[BEGIN Exercise materials]

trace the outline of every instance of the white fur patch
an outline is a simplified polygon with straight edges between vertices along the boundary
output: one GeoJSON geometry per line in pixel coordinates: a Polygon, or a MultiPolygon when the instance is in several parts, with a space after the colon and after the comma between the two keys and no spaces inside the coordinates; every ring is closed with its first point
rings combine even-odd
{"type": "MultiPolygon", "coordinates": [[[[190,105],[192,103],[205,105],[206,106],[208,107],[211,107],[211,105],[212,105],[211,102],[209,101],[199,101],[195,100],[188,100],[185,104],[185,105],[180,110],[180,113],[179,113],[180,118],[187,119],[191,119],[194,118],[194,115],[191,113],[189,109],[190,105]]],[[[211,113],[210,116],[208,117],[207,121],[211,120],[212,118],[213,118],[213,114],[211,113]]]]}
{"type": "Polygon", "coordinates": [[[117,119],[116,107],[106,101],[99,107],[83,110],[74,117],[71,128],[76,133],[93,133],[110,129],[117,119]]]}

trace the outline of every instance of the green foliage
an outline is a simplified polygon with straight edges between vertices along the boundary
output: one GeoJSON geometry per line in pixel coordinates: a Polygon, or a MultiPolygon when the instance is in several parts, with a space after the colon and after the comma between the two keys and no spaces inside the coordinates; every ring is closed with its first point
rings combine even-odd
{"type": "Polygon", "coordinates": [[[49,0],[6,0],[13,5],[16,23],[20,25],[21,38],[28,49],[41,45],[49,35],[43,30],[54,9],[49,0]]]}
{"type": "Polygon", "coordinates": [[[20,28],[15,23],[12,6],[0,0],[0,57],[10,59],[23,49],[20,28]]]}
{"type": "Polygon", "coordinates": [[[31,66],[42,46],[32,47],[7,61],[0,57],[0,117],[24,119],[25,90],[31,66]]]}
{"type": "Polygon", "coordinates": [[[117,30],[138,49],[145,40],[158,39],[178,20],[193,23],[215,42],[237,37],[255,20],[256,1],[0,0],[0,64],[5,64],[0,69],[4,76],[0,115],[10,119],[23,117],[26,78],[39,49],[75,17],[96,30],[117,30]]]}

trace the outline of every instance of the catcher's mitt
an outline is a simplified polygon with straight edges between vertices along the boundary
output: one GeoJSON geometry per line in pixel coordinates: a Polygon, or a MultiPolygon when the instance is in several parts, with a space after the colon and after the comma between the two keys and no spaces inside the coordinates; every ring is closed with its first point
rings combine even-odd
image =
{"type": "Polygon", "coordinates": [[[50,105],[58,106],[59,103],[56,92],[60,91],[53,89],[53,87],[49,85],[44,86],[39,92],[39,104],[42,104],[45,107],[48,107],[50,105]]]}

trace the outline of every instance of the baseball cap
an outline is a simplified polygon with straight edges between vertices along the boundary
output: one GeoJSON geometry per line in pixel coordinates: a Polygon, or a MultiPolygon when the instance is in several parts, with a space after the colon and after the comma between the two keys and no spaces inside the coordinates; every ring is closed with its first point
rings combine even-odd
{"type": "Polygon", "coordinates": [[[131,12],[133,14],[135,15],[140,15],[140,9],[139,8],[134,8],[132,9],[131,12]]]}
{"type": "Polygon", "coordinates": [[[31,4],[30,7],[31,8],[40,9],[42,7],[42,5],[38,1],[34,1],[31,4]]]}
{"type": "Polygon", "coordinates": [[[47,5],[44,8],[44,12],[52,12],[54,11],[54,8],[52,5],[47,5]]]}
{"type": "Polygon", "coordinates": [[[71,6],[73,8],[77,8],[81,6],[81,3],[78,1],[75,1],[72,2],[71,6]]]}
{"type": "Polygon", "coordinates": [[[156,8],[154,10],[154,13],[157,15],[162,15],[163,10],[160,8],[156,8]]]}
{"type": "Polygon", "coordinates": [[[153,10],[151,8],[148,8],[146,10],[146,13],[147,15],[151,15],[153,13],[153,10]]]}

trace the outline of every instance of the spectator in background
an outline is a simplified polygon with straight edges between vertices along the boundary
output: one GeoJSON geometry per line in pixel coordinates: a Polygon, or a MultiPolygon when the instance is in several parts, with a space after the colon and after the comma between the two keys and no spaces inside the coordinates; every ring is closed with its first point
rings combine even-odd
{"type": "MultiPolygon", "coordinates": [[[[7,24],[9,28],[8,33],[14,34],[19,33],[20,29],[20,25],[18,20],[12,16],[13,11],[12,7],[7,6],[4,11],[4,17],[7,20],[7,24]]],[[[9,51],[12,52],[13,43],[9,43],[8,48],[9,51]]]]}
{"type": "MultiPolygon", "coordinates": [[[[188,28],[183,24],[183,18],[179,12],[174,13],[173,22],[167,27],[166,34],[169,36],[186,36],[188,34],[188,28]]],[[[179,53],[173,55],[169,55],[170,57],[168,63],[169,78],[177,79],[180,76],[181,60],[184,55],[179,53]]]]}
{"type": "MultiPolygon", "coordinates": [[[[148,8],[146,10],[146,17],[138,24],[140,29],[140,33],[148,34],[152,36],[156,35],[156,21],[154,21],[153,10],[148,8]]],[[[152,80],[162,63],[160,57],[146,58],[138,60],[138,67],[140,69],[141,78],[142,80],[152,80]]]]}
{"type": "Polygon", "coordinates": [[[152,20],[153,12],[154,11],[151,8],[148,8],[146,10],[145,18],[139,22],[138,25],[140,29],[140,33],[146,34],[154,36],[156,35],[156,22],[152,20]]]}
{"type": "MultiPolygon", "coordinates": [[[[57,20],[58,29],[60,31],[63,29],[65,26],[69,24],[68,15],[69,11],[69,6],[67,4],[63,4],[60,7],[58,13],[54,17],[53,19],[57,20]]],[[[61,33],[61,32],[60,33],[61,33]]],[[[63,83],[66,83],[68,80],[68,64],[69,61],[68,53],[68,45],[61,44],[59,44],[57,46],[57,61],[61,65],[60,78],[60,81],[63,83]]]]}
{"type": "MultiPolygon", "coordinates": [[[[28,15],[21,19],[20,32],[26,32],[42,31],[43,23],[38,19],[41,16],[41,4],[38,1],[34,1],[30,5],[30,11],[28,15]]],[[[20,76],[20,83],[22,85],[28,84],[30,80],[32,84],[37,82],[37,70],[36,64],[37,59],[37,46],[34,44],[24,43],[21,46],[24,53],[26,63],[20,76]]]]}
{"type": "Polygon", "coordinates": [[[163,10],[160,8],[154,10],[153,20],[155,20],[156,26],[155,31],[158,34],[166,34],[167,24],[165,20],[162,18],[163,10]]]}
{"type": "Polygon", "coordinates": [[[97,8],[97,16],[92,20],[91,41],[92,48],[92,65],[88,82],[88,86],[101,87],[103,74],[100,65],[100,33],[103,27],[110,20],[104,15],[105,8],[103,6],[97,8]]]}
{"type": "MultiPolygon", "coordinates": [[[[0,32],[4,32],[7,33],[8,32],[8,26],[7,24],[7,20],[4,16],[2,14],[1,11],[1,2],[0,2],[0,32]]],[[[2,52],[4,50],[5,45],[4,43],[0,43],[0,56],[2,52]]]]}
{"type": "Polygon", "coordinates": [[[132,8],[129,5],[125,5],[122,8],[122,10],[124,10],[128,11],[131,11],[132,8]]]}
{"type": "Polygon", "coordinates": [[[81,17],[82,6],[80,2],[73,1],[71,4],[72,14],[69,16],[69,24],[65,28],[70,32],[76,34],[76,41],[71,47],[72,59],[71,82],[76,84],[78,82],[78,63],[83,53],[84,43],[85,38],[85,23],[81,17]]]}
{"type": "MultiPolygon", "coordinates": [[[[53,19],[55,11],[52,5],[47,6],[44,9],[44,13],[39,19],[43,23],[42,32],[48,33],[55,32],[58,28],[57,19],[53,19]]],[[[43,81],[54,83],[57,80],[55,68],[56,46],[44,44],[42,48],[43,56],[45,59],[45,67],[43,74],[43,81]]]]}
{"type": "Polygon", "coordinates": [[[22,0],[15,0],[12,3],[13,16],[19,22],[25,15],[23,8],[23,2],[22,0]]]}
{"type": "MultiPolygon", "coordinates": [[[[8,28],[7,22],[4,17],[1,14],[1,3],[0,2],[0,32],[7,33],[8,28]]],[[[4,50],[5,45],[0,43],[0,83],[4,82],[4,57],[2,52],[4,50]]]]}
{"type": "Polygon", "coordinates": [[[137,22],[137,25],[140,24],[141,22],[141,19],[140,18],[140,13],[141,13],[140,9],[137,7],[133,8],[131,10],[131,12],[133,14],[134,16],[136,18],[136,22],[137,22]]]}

[END Exercise materials]

- [Written exercise] Give back every line of the material above that contains the string "trace". Case counts.

- [Exercise solution]
trace the outline of every instance of the white fur patch
trace the outline of every instance of the green foliage
trace the outline of every instance of the catcher's mitt
trace the outline of every instance of the baseball cap
trace the outline of every instance of the spectator in background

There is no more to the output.